> [TASK PROMPT] Extract, unchanged, each line of the listing below from its first line through the line that contains "Target: snow-covered roof", inclusive, and nothing else.

> [GIVEN DATA]
►
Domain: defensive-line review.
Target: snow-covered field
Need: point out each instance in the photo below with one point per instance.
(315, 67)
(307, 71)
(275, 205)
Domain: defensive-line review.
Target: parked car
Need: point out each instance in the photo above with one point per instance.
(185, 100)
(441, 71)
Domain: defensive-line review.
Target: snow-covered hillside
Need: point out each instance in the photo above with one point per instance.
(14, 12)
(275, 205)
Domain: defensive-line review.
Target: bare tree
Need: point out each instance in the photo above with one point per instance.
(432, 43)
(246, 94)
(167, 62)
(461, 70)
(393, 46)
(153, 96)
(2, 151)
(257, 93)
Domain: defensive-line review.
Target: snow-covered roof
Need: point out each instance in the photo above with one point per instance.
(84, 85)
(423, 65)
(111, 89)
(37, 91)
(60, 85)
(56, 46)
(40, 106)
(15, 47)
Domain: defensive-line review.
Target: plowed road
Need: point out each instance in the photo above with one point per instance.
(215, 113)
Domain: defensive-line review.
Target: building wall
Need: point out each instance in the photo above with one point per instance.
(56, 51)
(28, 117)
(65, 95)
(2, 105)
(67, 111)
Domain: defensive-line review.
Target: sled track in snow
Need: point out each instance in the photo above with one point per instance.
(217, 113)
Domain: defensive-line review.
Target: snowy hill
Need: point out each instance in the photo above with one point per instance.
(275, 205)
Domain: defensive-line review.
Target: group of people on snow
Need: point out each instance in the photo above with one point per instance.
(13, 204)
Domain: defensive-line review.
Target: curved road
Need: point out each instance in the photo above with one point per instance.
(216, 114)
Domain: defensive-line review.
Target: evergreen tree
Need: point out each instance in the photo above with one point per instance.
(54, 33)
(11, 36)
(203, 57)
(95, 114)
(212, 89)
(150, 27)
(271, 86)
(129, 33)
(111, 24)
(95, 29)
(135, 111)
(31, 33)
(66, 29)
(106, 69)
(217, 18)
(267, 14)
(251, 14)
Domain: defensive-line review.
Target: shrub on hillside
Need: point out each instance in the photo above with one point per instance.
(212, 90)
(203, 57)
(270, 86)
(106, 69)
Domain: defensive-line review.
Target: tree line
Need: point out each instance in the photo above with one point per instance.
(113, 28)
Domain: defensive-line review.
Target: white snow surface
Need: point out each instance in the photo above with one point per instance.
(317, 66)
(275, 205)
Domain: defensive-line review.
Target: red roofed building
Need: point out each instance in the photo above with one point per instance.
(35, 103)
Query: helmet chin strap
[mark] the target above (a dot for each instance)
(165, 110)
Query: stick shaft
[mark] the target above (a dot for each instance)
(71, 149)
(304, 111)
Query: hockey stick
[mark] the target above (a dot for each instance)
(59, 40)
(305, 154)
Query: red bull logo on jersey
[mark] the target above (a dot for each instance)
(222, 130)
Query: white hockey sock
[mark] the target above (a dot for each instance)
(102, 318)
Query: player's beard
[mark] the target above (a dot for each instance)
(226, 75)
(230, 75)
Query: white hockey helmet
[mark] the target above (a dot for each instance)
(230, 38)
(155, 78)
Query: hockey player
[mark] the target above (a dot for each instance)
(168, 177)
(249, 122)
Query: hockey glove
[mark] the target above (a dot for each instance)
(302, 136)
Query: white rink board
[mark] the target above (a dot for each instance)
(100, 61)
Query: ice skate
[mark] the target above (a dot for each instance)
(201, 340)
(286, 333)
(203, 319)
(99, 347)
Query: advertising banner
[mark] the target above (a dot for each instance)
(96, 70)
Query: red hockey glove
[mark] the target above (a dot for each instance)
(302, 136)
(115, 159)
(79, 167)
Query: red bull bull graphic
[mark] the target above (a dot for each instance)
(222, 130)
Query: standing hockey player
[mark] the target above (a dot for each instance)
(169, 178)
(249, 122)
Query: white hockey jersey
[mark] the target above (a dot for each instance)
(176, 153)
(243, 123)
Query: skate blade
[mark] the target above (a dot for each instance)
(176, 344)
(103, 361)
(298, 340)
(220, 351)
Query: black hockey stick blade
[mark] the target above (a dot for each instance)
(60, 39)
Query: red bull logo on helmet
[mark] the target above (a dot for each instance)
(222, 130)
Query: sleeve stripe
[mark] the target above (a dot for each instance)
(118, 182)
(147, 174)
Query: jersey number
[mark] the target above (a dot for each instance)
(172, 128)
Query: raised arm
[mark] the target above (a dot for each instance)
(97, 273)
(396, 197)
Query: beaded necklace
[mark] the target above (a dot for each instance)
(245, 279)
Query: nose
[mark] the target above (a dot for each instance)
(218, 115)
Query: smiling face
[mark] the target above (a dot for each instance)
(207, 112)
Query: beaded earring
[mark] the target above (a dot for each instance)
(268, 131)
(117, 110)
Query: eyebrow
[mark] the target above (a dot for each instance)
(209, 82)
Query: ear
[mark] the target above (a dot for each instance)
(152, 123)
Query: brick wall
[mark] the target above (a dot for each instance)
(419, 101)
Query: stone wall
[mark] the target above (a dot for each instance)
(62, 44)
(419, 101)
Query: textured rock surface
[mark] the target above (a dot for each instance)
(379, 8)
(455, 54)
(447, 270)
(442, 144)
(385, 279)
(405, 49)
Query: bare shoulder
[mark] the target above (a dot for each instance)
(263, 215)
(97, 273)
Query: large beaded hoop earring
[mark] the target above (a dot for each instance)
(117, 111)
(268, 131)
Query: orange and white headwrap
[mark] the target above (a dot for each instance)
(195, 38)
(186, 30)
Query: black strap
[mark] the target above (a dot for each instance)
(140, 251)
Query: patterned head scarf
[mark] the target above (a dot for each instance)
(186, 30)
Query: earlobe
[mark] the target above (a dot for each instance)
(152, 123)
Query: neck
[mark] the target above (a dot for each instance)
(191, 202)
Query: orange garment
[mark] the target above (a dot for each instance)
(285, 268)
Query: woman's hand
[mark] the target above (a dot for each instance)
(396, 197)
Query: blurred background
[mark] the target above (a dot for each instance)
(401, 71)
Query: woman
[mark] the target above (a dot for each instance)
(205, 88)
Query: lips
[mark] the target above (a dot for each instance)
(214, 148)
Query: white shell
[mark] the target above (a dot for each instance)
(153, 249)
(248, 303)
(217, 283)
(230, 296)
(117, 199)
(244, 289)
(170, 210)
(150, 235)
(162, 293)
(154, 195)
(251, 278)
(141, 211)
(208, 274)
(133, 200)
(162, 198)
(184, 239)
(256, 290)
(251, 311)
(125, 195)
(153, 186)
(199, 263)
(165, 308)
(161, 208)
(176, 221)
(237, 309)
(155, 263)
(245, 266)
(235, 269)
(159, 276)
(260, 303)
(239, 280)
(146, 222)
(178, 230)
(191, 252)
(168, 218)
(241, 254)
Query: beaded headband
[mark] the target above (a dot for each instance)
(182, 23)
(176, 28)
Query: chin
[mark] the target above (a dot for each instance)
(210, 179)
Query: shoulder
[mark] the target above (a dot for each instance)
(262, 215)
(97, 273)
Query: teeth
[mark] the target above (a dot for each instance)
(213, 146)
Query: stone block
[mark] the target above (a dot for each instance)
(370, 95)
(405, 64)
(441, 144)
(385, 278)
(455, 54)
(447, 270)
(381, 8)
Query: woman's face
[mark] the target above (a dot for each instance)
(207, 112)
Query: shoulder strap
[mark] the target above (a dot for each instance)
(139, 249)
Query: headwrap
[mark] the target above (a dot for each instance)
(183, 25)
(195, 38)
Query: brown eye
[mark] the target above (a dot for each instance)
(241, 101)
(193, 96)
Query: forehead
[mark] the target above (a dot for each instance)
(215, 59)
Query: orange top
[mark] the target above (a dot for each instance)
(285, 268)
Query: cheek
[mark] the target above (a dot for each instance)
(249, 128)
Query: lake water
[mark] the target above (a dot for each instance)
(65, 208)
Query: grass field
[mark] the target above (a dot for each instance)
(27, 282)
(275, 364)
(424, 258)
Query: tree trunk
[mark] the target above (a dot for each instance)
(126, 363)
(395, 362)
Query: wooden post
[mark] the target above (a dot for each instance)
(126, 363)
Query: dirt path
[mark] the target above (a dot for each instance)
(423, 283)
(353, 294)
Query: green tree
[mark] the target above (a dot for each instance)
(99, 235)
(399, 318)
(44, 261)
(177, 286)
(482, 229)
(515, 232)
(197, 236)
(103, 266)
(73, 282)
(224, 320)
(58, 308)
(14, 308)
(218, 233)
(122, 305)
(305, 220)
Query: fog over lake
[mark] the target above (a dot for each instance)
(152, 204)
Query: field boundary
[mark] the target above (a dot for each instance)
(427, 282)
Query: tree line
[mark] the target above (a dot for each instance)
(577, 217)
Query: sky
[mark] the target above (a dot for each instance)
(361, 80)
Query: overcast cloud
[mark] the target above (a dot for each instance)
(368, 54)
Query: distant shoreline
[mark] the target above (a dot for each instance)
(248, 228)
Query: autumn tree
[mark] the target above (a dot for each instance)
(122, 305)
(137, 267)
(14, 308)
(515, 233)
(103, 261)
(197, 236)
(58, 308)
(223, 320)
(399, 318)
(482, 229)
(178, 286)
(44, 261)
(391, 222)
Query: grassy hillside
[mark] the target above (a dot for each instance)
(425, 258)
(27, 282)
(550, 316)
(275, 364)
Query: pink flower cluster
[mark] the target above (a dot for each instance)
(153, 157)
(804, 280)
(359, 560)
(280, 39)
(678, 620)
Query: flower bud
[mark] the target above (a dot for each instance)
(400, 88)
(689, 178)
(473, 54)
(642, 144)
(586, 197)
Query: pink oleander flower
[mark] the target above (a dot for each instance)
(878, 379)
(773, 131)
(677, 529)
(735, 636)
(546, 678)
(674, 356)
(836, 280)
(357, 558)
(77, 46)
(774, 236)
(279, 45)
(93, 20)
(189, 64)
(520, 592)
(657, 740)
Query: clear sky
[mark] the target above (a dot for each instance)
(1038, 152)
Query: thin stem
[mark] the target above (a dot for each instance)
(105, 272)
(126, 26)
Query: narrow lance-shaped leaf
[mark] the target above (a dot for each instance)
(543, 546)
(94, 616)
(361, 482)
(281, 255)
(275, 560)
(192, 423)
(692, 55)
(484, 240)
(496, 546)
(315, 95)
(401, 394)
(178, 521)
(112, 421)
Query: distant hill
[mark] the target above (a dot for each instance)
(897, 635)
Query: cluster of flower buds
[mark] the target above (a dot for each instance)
◄
> [RESPONSE TO THE TASK]
Domain: defensive-line review.
Target: snow-covered field
Need: point out each instance in the photo below with one point per instance.
(315, 67)
(307, 71)
(275, 205)
Domain: defensive-line review.
Target: parked car
Need: point out each instance in the photo above with one point per instance.
(185, 100)
(441, 71)
Domain: defensive-line review.
Target: snow-covered hillside
Need: point out each instance in the photo above with one point per instance.
(14, 12)
(275, 205)
Domain: defensive-line review.
Target: bare tree
Need: point out each instance in the photo above with one point per instance.
(432, 43)
(246, 94)
(167, 62)
(461, 70)
(393, 46)
(153, 96)
(2, 151)
(257, 93)
Domain: defensive-line review.
Target: snow-covered roof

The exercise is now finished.